▶ TASK TO COMPLETE
Word for word, transcribe the lines below and drop the pictures.

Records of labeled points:
• • • •
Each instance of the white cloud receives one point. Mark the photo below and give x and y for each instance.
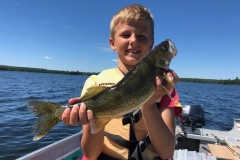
(44, 22)
(103, 49)
(115, 60)
(68, 26)
(49, 58)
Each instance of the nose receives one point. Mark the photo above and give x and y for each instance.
(133, 40)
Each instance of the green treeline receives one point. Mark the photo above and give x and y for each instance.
(196, 80)
(40, 70)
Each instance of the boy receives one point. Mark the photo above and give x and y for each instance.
(132, 37)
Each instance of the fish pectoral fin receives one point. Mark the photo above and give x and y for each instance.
(93, 92)
(98, 123)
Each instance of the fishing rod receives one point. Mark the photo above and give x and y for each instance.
(226, 145)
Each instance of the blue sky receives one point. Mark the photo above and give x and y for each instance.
(73, 35)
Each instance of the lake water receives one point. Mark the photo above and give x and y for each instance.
(221, 104)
• • • •
▶ TASK RESULT
Each instance of the white cloud receives one point. Mark the photo below and give x and y for each instance.
(44, 22)
(103, 49)
(115, 60)
(68, 26)
(49, 58)
Each instance of the nose receives one point. Mark the photo above and give x and y for each instance.
(133, 40)
Each instance of the green treeline receives one point. Mark the photo above and give x and y for each instance.
(196, 80)
(40, 70)
Each instance of the boy receives one point. Mark the photo above and give x and y for each instance.
(132, 37)
Each instance of the fish pectoral fin receives one point. Mark the photo above and give x and y for each instance.
(93, 92)
(98, 123)
Each instance of the fishing rod receives one point. Mark the photo above and give x and y for each instance.
(226, 145)
Each instance of the blue sky receives one point. Mark the photo above and give x and y for each instance.
(73, 35)
Each instance of the lake water receives one point. Mark the photo above and give x and y for each instance.
(221, 104)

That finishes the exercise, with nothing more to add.